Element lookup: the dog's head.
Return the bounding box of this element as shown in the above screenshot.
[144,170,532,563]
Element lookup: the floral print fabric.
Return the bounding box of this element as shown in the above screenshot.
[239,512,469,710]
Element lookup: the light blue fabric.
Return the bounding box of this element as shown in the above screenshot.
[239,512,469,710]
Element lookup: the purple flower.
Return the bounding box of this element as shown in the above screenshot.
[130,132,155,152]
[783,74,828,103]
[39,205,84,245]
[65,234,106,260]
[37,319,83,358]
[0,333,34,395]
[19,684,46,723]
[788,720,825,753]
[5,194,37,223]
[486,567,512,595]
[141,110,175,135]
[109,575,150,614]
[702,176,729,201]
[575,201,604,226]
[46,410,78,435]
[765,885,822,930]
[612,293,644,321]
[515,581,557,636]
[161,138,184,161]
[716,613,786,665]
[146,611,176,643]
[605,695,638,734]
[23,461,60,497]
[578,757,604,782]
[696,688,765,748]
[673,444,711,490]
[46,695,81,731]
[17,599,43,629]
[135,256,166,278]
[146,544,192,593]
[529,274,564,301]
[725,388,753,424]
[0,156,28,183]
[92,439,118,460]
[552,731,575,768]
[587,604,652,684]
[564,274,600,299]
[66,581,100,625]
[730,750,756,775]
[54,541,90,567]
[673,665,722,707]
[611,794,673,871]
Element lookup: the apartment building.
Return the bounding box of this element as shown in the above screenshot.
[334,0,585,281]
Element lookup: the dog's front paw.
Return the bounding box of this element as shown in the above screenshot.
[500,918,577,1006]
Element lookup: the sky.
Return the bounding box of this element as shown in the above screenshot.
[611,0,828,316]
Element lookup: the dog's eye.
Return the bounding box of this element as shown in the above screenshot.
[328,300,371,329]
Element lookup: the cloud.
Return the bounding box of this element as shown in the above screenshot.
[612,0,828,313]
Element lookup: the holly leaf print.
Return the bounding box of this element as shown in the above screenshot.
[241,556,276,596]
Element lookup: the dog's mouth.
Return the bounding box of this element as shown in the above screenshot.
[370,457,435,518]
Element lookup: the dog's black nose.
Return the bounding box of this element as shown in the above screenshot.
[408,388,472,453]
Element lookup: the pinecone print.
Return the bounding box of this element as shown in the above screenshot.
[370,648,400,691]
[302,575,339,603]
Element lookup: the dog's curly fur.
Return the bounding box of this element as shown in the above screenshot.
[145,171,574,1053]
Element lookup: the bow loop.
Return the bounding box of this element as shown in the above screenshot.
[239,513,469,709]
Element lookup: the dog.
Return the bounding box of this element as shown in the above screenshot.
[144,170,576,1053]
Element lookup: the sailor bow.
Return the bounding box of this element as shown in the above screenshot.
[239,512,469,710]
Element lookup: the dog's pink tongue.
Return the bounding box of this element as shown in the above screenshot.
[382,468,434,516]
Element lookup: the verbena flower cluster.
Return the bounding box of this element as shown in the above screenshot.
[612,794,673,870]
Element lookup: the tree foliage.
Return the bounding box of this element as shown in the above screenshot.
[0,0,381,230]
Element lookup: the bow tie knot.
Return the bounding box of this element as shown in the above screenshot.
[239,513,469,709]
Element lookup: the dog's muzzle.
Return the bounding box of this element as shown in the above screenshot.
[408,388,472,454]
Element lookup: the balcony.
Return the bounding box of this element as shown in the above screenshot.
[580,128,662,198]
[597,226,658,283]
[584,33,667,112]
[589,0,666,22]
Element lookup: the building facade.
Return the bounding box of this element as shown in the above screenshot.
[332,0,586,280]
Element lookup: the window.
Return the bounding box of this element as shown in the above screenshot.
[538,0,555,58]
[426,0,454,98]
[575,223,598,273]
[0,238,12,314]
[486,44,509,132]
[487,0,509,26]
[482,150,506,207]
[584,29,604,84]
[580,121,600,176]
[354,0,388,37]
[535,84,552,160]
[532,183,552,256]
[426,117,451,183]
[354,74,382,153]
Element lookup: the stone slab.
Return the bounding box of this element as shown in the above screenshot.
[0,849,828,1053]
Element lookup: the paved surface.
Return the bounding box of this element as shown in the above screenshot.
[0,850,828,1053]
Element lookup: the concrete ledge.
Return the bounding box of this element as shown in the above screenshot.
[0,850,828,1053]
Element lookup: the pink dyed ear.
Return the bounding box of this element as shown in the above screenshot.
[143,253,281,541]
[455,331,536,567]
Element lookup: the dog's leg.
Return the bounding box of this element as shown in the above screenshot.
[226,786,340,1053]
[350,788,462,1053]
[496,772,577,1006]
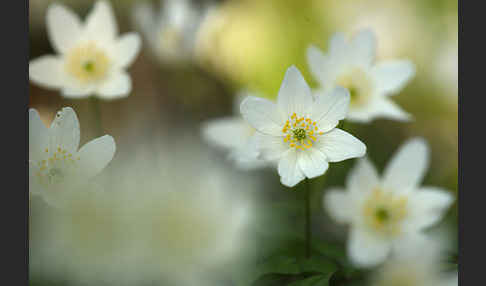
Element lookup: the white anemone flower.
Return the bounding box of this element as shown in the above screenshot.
[29,1,140,99]
[29,107,116,206]
[201,90,268,170]
[307,29,415,122]
[133,0,209,64]
[370,238,458,286]
[29,135,259,286]
[324,138,454,267]
[241,66,366,187]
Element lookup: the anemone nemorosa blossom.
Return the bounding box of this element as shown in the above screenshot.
[324,138,453,267]
[241,66,366,187]
[307,29,415,122]
[201,90,268,170]
[29,107,116,205]
[29,1,140,99]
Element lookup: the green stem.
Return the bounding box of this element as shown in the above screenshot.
[90,96,103,136]
[305,178,311,258]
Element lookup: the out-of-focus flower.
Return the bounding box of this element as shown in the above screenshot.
[307,30,415,122]
[371,239,458,286]
[29,1,140,99]
[241,66,366,187]
[133,0,210,64]
[324,138,453,266]
[316,0,428,60]
[202,91,267,169]
[31,136,255,286]
[29,107,116,206]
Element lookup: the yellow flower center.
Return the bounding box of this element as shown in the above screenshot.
[336,68,373,107]
[282,113,324,150]
[36,147,80,186]
[66,42,110,84]
[159,26,183,54]
[363,189,407,236]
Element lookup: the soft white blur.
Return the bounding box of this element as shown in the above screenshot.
[371,234,457,286]
[30,132,258,285]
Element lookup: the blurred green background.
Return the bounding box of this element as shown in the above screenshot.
[29,0,458,285]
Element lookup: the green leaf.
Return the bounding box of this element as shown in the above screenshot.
[287,274,332,286]
[258,255,300,274]
[299,256,338,274]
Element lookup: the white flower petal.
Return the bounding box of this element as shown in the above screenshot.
[61,85,95,99]
[78,135,116,178]
[278,149,305,187]
[49,107,79,153]
[311,87,350,132]
[351,29,376,67]
[114,33,141,68]
[250,132,289,161]
[329,32,349,57]
[307,45,329,86]
[97,71,132,99]
[408,187,454,230]
[371,60,415,95]
[383,138,429,191]
[298,148,329,179]
[46,4,82,54]
[229,136,269,170]
[29,108,49,161]
[240,96,284,136]
[346,157,380,193]
[323,188,354,223]
[29,161,43,195]
[277,66,313,116]
[347,95,413,123]
[86,0,118,43]
[316,128,366,162]
[29,56,66,88]
[201,117,252,151]
[348,227,392,267]
[368,97,412,121]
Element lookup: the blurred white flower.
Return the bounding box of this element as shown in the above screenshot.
[29,1,140,99]
[241,66,366,187]
[29,107,116,206]
[307,30,415,122]
[133,0,210,64]
[371,238,458,286]
[324,138,454,266]
[30,137,257,286]
[201,91,268,169]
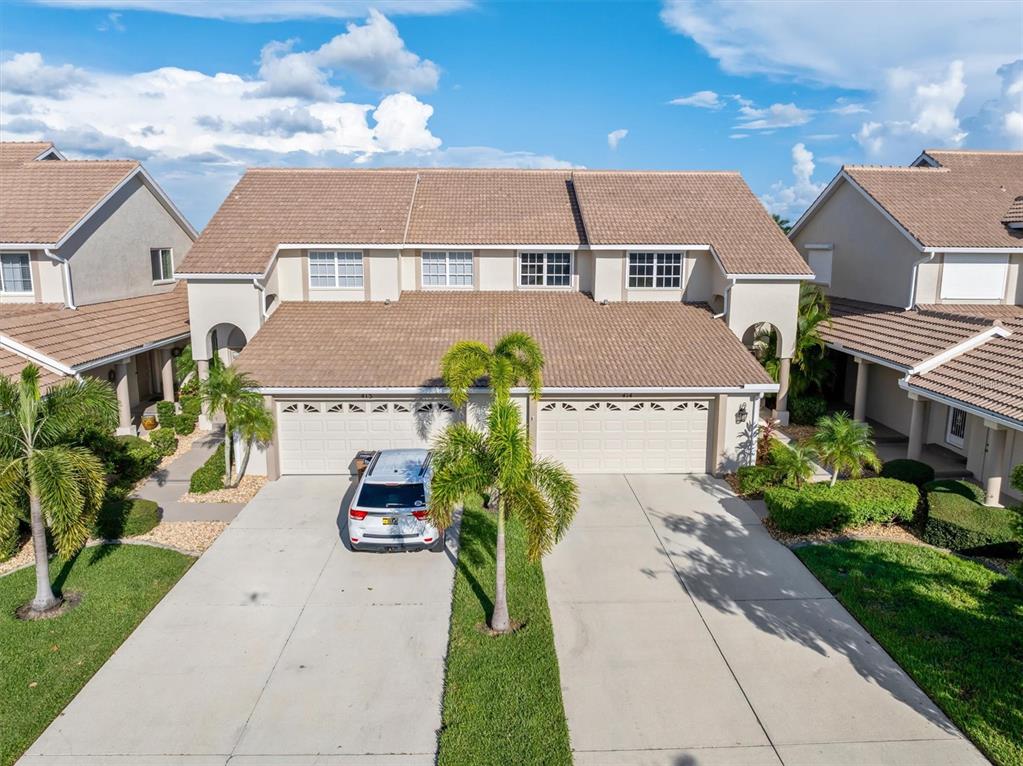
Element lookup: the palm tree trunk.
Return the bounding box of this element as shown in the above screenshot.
[29,492,60,612]
[490,497,512,633]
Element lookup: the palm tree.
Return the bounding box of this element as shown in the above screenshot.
[813,412,881,487]
[430,397,579,633]
[199,365,263,487]
[0,364,118,614]
[233,399,274,484]
[771,443,817,491]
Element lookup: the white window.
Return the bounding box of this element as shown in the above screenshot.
[422,251,473,287]
[519,253,572,287]
[806,244,835,284]
[149,247,174,282]
[629,253,682,287]
[0,253,32,292]
[309,251,362,288]
[941,253,1009,301]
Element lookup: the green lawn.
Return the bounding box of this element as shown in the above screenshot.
[439,508,572,766]
[0,545,194,766]
[796,541,1023,766]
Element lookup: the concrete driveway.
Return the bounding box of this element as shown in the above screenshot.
[21,477,454,766]
[544,476,986,766]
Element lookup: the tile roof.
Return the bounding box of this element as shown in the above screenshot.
[235,291,770,388]
[0,142,139,244]
[908,319,1023,427]
[573,171,810,275]
[0,283,188,368]
[820,298,992,370]
[180,169,809,276]
[843,149,1023,247]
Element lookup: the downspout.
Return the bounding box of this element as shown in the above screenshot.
[905,250,936,311]
[43,247,78,309]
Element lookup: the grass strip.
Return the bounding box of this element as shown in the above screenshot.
[0,545,194,766]
[796,541,1023,766]
[438,507,572,766]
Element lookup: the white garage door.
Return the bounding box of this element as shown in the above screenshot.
[537,399,711,474]
[277,400,454,474]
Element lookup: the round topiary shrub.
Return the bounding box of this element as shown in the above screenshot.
[93,497,160,540]
[881,458,934,487]
[789,396,828,425]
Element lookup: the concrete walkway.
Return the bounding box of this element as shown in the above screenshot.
[19,477,454,766]
[544,476,986,766]
[135,426,244,522]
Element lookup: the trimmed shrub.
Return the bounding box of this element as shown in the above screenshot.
[789,396,828,425]
[921,481,1023,555]
[149,420,178,457]
[93,497,160,540]
[188,445,224,495]
[881,458,934,488]
[764,479,920,534]
[174,413,197,437]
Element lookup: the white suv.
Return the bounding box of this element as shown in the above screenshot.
[348,449,444,551]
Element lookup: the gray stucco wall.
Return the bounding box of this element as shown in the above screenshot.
[59,176,192,306]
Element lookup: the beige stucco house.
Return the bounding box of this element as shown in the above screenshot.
[790,149,1023,503]
[0,142,197,434]
[179,169,811,478]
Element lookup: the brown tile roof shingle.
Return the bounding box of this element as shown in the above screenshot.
[844,149,1023,247]
[573,171,810,276]
[180,169,810,276]
[235,292,770,388]
[0,283,188,368]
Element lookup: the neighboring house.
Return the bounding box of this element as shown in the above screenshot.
[0,142,196,433]
[790,149,1023,502]
[179,169,811,478]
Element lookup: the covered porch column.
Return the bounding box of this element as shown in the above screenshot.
[115,359,135,436]
[984,420,1006,506]
[852,357,871,422]
[905,394,927,460]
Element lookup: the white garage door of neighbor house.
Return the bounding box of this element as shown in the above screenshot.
[537,399,711,474]
[277,400,454,474]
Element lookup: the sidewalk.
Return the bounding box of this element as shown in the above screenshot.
[135,426,244,522]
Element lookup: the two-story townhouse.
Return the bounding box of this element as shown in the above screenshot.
[0,142,197,434]
[790,149,1023,503]
[179,169,811,478]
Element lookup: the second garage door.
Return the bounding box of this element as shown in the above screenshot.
[277,400,454,474]
[537,399,711,474]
====================
§ **Task description**: Repeat the material above exactly, beginning at the line that contains "Element lookup: the white window." and stopping after the line that contains "[843,149,1023,247]".

§ **The answer**:
Element lookup: the white window.
Return the bounding box of this element as shown in the above screenshot.
[422,251,473,287]
[519,253,572,287]
[806,244,835,284]
[149,247,174,282]
[629,253,682,287]
[0,253,32,292]
[309,251,362,288]
[941,253,1009,301]
Element lookup: the green lawn.
Return the bounding box of this element as shown in the above screenshot.
[439,508,572,766]
[0,545,194,766]
[796,541,1023,766]
Element lookup: the concrete driveway.
Return the bounding box of this element as shown in the above screenshot.
[21,477,454,766]
[544,476,986,766]
Element lookup: the tile roof.
Return the bounding box of this element as shown in the above screenshot.
[235,291,770,388]
[0,142,139,244]
[908,319,1023,427]
[573,171,810,275]
[0,283,188,368]
[820,298,992,370]
[180,169,809,276]
[843,149,1023,247]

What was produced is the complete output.